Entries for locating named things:
'''

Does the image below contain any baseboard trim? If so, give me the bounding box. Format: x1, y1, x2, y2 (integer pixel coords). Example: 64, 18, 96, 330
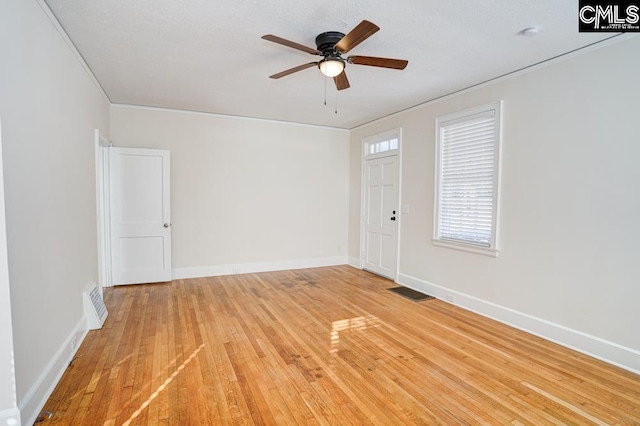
0, 408, 22, 426
398, 274, 640, 374
171, 257, 347, 280
18, 315, 89, 425
348, 257, 362, 269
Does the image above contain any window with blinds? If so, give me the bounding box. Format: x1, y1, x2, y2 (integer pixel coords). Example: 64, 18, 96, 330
434, 103, 501, 253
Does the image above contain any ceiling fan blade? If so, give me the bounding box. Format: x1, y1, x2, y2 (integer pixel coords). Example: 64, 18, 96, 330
333, 71, 351, 90
262, 34, 322, 55
269, 62, 318, 78
335, 20, 380, 53
348, 56, 409, 70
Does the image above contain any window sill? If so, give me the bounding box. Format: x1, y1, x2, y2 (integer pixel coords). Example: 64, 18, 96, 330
433, 238, 499, 257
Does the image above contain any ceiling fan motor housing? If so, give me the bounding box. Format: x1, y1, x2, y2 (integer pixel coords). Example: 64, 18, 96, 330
316, 31, 344, 57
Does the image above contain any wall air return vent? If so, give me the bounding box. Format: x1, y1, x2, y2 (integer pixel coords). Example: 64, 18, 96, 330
82, 283, 109, 330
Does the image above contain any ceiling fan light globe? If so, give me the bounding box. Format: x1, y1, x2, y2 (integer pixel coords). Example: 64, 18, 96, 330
319, 59, 344, 77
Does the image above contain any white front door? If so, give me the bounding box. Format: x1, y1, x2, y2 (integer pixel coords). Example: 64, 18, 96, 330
362, 155, 400, 280
110, 148, 171, 284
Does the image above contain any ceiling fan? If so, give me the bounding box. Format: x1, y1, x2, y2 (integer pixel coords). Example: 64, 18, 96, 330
262, 20, 409, 90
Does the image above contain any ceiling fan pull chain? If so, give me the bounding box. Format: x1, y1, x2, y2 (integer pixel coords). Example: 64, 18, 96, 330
324, 75, 327, 106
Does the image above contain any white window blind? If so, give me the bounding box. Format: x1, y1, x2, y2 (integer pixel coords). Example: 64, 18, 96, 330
435, 105, 500, 249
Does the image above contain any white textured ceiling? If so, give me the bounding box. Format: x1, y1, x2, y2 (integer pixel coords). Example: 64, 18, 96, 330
45, 0, 612, 128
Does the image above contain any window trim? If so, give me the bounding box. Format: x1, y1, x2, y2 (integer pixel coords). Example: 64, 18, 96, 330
433, 100, 503, 257
362, 127, 402, 160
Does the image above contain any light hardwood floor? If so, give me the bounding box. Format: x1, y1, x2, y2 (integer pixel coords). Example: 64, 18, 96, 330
41, 266, 640, 425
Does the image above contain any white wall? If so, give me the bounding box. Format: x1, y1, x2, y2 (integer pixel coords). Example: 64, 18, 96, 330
111, 106, 349, 276
349, 37, 640, 371
0, 0, 109, 423
0, 117, 20, 425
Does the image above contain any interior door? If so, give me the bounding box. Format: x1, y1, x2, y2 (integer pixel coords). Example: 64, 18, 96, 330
110, 148, 171, 284
363, 155, 400, 280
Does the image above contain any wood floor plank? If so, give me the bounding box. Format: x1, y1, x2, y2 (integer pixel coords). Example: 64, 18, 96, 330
40, 266, 640, 425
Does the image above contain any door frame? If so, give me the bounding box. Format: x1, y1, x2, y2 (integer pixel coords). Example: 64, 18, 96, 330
359, 127, 403, 282
94, 129, 113, 292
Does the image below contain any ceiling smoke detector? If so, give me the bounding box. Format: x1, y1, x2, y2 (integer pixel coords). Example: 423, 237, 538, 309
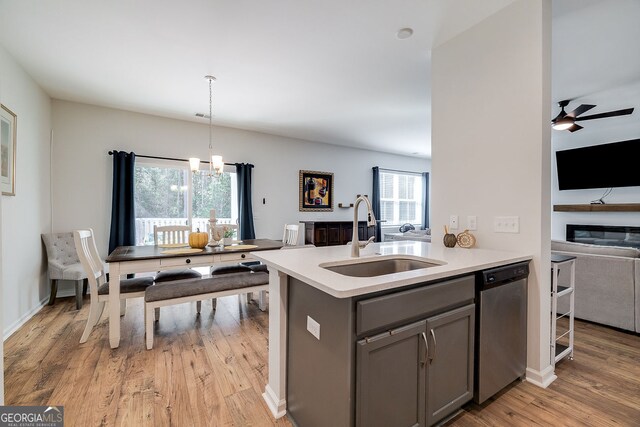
396, 27, 413, 40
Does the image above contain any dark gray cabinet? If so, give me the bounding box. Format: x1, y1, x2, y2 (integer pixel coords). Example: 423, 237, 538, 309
426, 305, 475, 426
356, 320, 427, 427
356, 304, 475, 427
287, 275, 475, 427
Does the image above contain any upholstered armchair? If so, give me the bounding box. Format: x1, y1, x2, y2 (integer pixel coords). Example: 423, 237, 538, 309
42, 232, 87, 309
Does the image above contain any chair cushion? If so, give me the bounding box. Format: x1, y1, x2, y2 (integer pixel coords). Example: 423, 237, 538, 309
144, 271, 269, 302
98, 277, 153, 295
61, 263, 87, 280
211, 264, 251, 276
154, 269, 202, 283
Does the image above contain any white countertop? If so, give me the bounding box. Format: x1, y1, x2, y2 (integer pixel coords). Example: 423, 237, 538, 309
252, 241, 532, 298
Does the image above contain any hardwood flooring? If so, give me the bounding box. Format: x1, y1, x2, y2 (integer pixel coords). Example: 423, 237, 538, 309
5, 296, 640, 427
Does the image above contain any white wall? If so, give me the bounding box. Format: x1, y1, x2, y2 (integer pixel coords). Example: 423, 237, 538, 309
52, 100, 430, 256
431, 0, 554, 385
0, 47, 51, 338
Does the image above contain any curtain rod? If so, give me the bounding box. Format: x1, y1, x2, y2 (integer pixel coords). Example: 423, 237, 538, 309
378, 166, 428, 175
108, 151, 241, 166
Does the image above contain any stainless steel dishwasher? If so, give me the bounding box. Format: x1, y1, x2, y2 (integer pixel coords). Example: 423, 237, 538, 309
473, 261, 529, 403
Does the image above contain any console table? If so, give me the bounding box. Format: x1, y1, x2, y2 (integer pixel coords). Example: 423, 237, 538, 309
300, 221, 376, 246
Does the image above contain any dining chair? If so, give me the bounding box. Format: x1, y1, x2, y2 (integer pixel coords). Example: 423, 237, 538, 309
282, 224, 300, 246
42, 231, 87, 310
153, 225, 191, 247
73, 228, 153, 343
153, 225, 202, 283
153, 225, 202, 314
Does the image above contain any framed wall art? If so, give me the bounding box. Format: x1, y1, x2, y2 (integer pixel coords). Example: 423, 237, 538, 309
0, 105, 17, 196
299, 170, 333, 212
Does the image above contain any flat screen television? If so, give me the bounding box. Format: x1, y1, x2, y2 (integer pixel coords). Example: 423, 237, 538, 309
556, 139, 640, 190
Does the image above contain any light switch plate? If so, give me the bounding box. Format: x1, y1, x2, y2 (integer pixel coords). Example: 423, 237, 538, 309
307, 316, 320, 340
493, 216, 520, 233
467, 215, 478, 230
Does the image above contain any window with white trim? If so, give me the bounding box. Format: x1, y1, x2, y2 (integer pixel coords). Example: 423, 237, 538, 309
134, 158, 238, 245
380, 170, 424, 228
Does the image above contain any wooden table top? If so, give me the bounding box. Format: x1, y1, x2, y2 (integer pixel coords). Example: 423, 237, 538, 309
106, 239, 283, 262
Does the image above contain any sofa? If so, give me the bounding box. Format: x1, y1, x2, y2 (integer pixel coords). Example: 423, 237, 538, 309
551, 240, 640, 332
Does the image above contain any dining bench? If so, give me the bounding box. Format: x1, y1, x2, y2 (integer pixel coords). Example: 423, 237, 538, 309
144, 271, 269, 350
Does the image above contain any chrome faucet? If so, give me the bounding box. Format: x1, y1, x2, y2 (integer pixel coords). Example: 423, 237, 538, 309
351, 196, 376, 258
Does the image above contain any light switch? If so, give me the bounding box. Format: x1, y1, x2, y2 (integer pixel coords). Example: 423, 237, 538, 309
307, 316, 320, 340
467, 215, 478, 230
493, 216, 520, 233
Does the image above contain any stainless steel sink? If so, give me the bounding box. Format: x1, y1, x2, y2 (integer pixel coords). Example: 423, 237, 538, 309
320, 257, 444, 277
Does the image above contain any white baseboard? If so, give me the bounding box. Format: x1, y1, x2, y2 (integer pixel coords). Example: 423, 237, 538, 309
262, 384, 287, 419
2, 294, 48, 341
527, 365, 558, 388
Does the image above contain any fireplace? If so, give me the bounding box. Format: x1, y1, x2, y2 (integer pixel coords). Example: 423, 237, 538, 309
567, 224, 640, 249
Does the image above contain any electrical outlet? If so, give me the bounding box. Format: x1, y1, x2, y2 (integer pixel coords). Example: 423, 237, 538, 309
449, 215, 458, 230
467, 215, 478, 230
307, 316, 320, 340
493, 216, 520, 233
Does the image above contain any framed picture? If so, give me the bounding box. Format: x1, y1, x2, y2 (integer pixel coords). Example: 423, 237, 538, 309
0, 105, 17, 196
300, 171, 333, 212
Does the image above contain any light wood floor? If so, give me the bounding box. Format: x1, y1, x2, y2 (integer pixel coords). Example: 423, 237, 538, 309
5, 297, 640, 427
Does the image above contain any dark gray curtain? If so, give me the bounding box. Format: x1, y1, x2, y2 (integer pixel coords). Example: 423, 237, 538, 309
109, 151, 136, 253
422, 172, 429, 230
236, 163, 256, 240
371, 166, 382, 242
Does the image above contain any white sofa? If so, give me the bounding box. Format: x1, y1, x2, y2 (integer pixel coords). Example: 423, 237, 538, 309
551, 240, 640, 332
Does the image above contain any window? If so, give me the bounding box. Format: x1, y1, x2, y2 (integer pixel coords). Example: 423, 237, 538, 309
134, 159, 238, 245
380, 170, 424, 226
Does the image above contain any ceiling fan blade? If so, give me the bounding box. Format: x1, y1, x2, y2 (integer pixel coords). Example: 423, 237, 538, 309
567, 104, 595, 119
576, 108, 633, 120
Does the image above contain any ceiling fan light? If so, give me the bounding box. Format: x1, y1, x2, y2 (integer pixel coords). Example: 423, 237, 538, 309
551, 118, 573, 130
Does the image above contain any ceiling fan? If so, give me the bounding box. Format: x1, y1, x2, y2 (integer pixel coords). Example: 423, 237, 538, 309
551, 100, 633, 132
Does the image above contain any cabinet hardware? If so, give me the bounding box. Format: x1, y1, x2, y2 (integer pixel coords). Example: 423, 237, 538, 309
431, 329, 438, 362
420, 332, 429, 366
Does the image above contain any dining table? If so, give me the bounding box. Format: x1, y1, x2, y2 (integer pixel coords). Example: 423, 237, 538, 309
106, 239, 283, 348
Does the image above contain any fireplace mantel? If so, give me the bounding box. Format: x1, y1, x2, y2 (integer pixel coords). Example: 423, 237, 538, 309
553, 203, 640, 212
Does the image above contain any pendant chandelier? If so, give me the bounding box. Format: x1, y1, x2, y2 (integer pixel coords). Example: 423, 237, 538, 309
189, 76, 224, 176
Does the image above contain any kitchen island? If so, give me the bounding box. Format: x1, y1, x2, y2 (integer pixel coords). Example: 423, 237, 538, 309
253, 241, 532, 426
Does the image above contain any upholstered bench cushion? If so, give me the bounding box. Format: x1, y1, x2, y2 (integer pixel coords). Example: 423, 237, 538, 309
144, 271, 269, 302
211, 264, 251, 276
154, 269, 202, 283
98, 277, 153, 295
249, 264, 269, 273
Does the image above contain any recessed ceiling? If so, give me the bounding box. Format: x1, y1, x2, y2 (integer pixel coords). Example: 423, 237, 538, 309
0, 0, 640, 157
0, 0, 512, 157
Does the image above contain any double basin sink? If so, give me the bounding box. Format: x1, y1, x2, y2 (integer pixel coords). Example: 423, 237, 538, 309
320, 255, 446, 277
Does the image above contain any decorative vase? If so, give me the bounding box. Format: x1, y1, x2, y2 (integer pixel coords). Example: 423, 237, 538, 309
442, 233, 458, 248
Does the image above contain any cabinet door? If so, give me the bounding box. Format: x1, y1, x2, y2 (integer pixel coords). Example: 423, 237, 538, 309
313, 224, 328, 246
340, 223, 353, 245
427, 304, 475, 426
356, 320, 427, 427
327, 224, 342, 246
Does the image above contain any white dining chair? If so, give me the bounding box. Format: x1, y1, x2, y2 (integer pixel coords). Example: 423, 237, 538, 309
73, 228, 153, 343
42, 231, 87, 310
153, 225, 191, 246
153, 225, 201, 314
282, 224, 300, 246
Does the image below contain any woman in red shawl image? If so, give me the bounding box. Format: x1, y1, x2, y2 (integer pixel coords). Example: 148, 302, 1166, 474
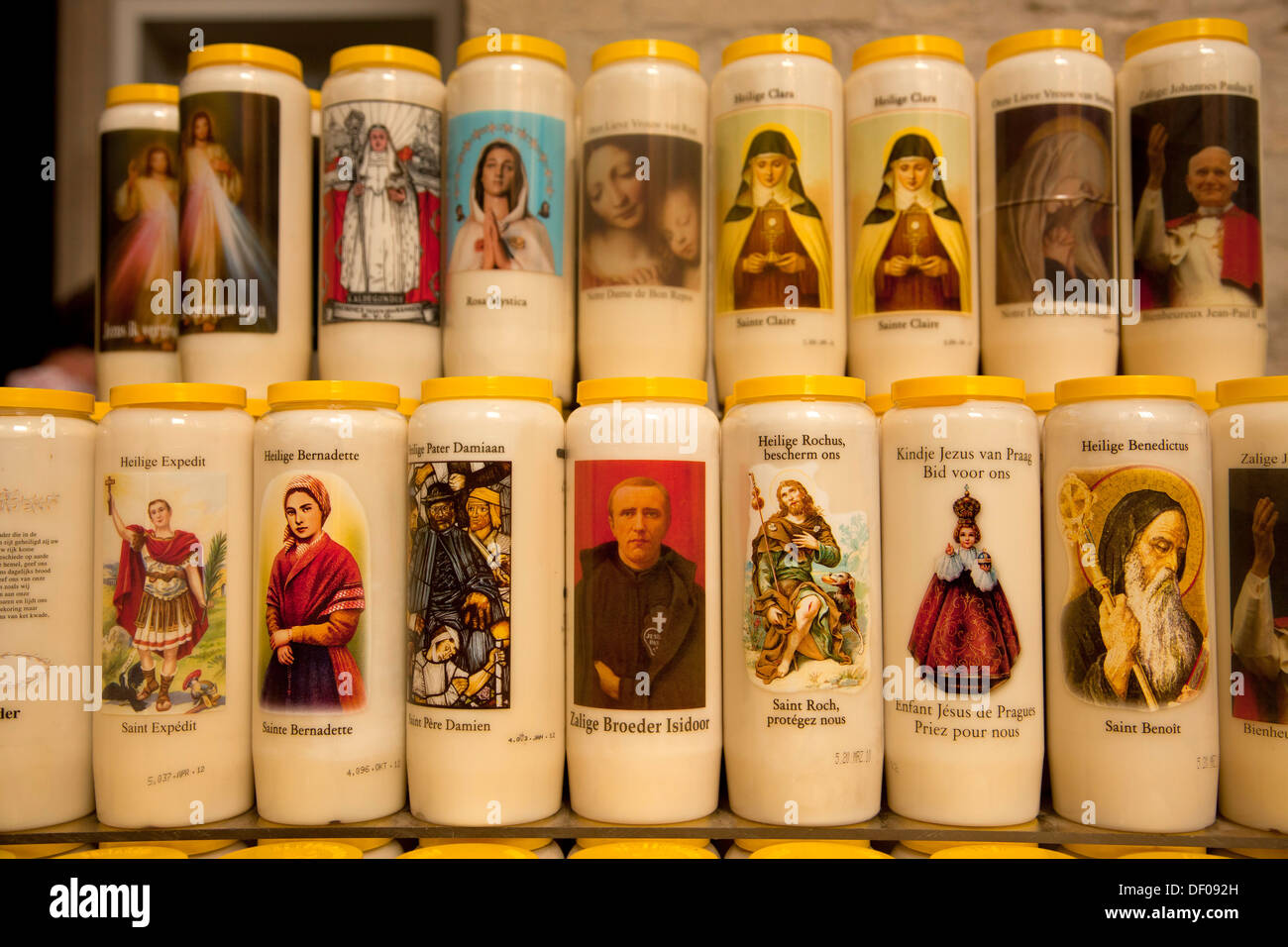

'''

Rewrite everything from the line containing "Does the image above contain any curtain" down to the line containing "106, 239, 283, 262", both ends included, adding 145 to every bounding-box coordinate. Leave all other lines unchanged, including the sample coordinates after "Example:".

Does the image above contain any curtain rod? If so, give me the bounding box. Format: x1, y1, x2, y2 (integer pixel coords). Example: 423, 237, 538, 309
523, 311, 573, 320
253, 296, 386, 311
Does the image above contain any stainless steel dishwasher? If so, give me the bounding box. Format: x1, y1, x2, y2 (integer pixel coords). Example: 423, 237, 538, 309
618, 406, 674, 548
Does the image above contain any console table? If so, give me the bounding box. Format: x1, y1, x2, y2 (integer pixel coords). Example: 423, 237, 538, 309
445, 366, 521, 391
Does the image above contain any dining chair? If so, give me the bounding box. Format: x1, y1, x2, y2 (integer pixel coords). Example: 423, 237, 538, 309
427, 369, 445, 391
187, 376, 232, 455
298, 370, 336, 392
218, 373, 298, 488
298, 370, 347, 428
298, 370, 347, 459
Does the image above contain any framed wall art? If so, give me the bounding box. Format: x1, y1, x2, y2 (integer pixel coords). Example: 423, 237, 538, 309
145, 250, 162, 341
444, 315, 478, 357
Does the image above contain any flat screen television? If so, give me the bounding box. Format: x1, y1, x2, y2 (integer pixel coords). Example: 423, 237, 538, 309
701, 284, 785, 335
Does the image above contain any light switch plate? If so, give me the bounding box. Format: x1, y1, x2, y2 (integer pixel coords). Example: 423, 237, 538, 309
452, 461, 465, 485
638, 361, 665, 378
612, 360, 623, 375
Does the image above contain any window with white trim? If so, give me the bounding box. Format: x1, y1, x2, y2 (integer pixel coords). Example: 423, 237, 538, 309
279, 303, 383, 390
525, 315, 569, 373
Does the image above contain any wooden table top? If so, give me the bounding box. Format: x1, y1, x2, y2 (integer pixel coords). Example: 423, 237, 538, 309
251, 384, 428, 407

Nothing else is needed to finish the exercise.